(Exercise goal) In the excerpt on Maduro's court appearance, before which judge is Maduro scheduled to appear?

── Selected excerpt

When and where will it take place?

Maduro is to appear before a federal judge at noon (17:00 GMT).

The appearance is scheduled to happen in the Daniel Patrick Moynihan United States Courthouse in the Southern District of New York. Maduro is to appear before US District Judge Alvin Hellerstein.

A court spokesperson told NBC News that Flores, who is also listed as a defendant in a US indictment unsealed on Saturday, will appear in court on Monday as well.

What are the charges?

According to the indictment, the US accuses Maduro of being at the forefront of corruption to “use his illegally obtained authority” to “transport thousands of tons of cocaine” to the US with his coconspirators.

Additionally, the indictment alleges that Maduro has “tarnished” every public office he has held. It adds that Maduro “allows cocaine-fueled corruption to flourish for his own benefit, for the benefit of members of his ruling regime, and for the benefit of his family members”.

Maduro faces four counts:

  • Count 1, narcoterrorism conspiracy: US prosecutors say Maduro and his coconspirators knowingly provided something of financial value to US-designated “foreign terrorist organizations” and their members. The indictment lists these organisations as the Revolutionary Armed Forces of Colombia (FARC), a leftist rebel group that signed a peace deal in 2016 but has dissidents who refused to lay down their arms and are still involved in the drug trade; Segunda Marquetalia, the largest dissident FARC group; National Liberation Army, another leftist Colombian rebel group; Mexico’s Sinaloa Cartel; Los Zetas/Cartel del Noreste, another Mexican drug cartel; and Tren de Aragua, a Venezuelan gang.

────
── Data for analysis

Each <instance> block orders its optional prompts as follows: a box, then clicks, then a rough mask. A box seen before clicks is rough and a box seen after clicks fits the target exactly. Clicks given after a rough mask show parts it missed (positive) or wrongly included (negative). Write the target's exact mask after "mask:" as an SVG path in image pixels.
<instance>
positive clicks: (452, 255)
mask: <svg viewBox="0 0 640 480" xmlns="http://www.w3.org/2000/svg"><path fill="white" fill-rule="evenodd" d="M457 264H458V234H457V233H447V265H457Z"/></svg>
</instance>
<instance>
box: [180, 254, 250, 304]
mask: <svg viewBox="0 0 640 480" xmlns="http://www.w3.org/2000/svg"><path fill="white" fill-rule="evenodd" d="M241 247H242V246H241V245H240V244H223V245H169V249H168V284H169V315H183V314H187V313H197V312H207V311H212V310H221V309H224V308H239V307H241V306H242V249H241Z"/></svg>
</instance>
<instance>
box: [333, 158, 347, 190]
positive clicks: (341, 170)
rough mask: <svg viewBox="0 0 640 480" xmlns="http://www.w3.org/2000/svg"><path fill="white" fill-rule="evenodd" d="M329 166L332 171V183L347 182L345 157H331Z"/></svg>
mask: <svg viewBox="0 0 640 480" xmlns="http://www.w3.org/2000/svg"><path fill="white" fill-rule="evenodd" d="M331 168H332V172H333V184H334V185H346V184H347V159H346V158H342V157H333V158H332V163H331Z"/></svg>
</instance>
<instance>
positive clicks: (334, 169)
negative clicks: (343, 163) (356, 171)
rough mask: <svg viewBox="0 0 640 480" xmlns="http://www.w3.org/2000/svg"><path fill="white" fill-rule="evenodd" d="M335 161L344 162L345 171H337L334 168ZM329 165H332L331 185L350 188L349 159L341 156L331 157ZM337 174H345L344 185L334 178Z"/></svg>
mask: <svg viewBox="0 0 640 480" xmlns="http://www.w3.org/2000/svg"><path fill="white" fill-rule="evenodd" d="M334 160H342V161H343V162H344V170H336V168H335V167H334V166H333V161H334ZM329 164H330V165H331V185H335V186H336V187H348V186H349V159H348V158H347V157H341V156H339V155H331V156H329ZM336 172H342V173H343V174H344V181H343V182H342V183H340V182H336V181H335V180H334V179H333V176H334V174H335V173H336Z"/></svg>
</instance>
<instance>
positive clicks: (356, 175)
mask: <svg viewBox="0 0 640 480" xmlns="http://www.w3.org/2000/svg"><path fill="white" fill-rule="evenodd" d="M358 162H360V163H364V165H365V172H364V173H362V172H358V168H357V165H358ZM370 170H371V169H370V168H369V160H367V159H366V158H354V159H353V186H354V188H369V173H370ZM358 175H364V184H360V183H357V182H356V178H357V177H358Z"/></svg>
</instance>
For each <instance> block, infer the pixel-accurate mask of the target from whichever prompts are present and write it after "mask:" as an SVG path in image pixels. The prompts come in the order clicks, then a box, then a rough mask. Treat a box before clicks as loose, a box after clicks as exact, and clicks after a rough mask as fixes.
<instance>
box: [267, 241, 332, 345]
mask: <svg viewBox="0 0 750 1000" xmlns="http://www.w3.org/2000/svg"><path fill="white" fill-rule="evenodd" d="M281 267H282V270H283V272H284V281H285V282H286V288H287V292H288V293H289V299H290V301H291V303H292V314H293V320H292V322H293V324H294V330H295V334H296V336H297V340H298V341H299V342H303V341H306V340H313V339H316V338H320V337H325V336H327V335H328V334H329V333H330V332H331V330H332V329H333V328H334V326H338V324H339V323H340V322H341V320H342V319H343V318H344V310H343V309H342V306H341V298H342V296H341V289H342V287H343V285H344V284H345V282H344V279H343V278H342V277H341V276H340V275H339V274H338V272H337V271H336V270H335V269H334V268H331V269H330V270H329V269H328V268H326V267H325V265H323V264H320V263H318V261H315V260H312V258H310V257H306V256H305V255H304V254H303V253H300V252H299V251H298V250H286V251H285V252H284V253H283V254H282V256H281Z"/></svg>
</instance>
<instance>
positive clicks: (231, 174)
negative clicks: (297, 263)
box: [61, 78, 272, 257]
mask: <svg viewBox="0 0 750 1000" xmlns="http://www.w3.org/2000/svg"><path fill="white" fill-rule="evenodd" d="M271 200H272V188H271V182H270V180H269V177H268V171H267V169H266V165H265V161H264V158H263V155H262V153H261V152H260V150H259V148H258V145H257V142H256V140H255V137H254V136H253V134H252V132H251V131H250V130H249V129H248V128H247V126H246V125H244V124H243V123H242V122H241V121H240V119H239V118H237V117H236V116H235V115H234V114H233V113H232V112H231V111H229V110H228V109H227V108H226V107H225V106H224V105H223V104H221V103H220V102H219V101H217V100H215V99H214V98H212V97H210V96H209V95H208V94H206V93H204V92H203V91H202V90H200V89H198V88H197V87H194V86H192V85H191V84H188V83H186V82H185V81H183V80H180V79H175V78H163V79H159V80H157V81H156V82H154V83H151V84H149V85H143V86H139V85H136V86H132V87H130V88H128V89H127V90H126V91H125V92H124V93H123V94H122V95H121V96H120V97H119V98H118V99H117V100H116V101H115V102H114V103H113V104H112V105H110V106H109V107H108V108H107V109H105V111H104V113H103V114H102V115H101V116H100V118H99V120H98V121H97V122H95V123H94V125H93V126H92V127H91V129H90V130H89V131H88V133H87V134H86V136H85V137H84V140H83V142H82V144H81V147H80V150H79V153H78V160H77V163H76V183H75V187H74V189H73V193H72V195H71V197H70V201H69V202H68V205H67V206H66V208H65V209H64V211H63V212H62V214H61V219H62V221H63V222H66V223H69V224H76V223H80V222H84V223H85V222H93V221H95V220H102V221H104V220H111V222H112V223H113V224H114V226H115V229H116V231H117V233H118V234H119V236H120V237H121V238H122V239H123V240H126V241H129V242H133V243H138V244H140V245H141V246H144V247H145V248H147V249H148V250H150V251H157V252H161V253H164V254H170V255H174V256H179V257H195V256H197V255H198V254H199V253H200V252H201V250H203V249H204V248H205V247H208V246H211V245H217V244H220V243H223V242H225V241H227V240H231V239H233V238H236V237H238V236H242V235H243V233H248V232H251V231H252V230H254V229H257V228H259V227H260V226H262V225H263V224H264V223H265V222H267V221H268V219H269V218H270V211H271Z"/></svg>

────

(Exercise response) US District Judge Alvin Hellerstein.